[PROVIDED DATA — start]
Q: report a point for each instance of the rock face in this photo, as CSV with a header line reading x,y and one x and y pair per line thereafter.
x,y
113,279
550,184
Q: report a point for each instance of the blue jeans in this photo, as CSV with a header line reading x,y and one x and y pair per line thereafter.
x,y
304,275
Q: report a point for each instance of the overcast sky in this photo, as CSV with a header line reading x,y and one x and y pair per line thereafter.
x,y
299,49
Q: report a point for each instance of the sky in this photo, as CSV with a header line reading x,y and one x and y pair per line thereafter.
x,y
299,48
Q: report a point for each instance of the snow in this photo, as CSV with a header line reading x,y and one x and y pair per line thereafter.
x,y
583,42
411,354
[PROVIDED DATA — finish]
The answer should consist of all the lines above, retyped exactly.

Q: report a point for each instance of the rock face in this photo, as CSV with a header line reading x,y and one x and y pair per line thereafter.
x,y
113,279
550,184
Q: report a point for each instance of the blue jeans in this photo, as CSV with a header line reading x,y and one x and y pair per line thereafter.
x,y
304,275
Q: report a point for each instance of the overcast sky in this photo, as CSV with a header line reading x,y and one x and y pair per line thereafter.
x,y
299,49
Q: report a point for each instance of the sky in this photo, as CSV with a header line reading x,y and one x and y pair per line thereafter.
x,y
299,48
Q: report a point for each instance of the snow in this photo, as CSV with a header line reading x,y and one x and y pair per line thereafter.
x,y
583,42
411,354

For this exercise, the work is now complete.